### Requirement
Arrange the lines below as a numbered list, leaving out any blank lines.
* BEGIN Stored records *
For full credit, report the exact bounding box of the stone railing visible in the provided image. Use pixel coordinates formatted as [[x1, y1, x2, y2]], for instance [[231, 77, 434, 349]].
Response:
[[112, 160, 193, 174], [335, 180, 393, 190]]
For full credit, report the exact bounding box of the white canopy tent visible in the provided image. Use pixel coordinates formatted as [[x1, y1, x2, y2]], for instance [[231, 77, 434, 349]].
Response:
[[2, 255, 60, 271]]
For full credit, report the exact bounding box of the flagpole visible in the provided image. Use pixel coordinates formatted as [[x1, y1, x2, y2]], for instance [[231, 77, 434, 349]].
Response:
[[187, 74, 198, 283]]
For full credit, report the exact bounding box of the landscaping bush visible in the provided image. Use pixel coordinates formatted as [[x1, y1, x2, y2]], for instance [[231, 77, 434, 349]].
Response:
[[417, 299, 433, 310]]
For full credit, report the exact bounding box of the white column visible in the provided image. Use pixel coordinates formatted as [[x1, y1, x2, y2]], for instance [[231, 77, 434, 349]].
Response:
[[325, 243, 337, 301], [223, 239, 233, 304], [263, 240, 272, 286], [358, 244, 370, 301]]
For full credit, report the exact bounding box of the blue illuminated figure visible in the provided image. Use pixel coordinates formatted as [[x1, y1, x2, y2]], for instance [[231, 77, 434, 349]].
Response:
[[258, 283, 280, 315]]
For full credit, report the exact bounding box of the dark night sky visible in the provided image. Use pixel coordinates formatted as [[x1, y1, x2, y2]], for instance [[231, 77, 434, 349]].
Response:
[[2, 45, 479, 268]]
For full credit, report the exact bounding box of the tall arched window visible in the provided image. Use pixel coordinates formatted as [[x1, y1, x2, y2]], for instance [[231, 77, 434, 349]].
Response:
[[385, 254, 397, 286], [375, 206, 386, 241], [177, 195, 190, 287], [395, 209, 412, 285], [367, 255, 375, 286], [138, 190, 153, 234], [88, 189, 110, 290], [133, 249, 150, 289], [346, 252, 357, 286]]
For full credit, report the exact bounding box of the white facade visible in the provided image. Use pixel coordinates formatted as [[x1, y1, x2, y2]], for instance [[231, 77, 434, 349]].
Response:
* END Stored records *
### Solution to this problem
1. For full credit, report the exact bounding box of the stone railing visible in the provided image. Use pixel coordinates formatted as [[x1, y1, x2, y2]], for instance [[231, 77, 434, 349]].
2. Response:
3. [[112, 160, 193, 174], [335, 180, 393, 190]]
4. For full credit, report the exact bounding box of the white canopy tent visible in the provided image. Use pixel coordinates formatted as [[x1, y1, x2, y2]], for instance [[231, 77, 434, 349]].
5. Response:
6. [[2, 255, 60, 271]]
7. For full credit, report the exact bounding box of the flagpole visible in the provided image. Use pixel coordinates formatted as [[x1, y1, x2, y2]], for instance [[231, 77, 434, 349]].
8. Response:
9. [[187, 74, 198, 283]]
10. For full credit, report the exact bounding box of the landscaping bush visible in the provided image. Use pixel coordinates formatted as [[x1, y1, x2, y2]], for instance [[231, 77, 434, 349]].
11. Response:
12. [[417, 299, 433, 310]]
13. For full credit, report the exact bounding box of the white column visible in the provided image. Use pixel coordinates formatted as [[x1, y1, x2, y2]], for instance [[231, 77, 434, 349]].
14. Response:
15. [[325, 243, 337, 301], [223, 239, 233, 304], [263, 240, 272, 286], [358, 244, 370, 301]]
16. For full credit, report the exact bounding box of the blue illuminated figure visible in the provided image. Use pixel coordinates formatted as [[x1, y1, x2, y2]], for instance [[231, 77, 434, 349]].
17. Response:
18. [[258, 283, 280, 315]]
19. For full credit, report the exact bounding box of the dark night sky visible in the provided image. Use pixel coordinates formatted as [[x1, y1, x2, y2]], for instance [[231, 77, 434, 349]].
20. Response:
21. [[2, 45, 479, 268]]
22. For full credit, report the exact bounding box of the tall arched window visible in the provided image. Use pixel coordinates formatted as [[x1, y1, x2, y2]], for instance [[231, 77, 434, 349]].
23. Response:
24. [[385, 254, 397, 286], [375, 206, 386, 241], [177, 195, 190, 287], [395, 209, 412, 285], [367, 255, 375, 286], [138, 190, 153, 234], [88, 189, 110, 290], [133, 249, 150, 289], [346, 252, 357, 286]]
25. For full credit, report the exact bounding box of the white facade visible in the provided image. Use pixel coordinates formatted as [[x1, y1, x2, y2]], for instance [[231, 77, 434, 349]].
26. Response:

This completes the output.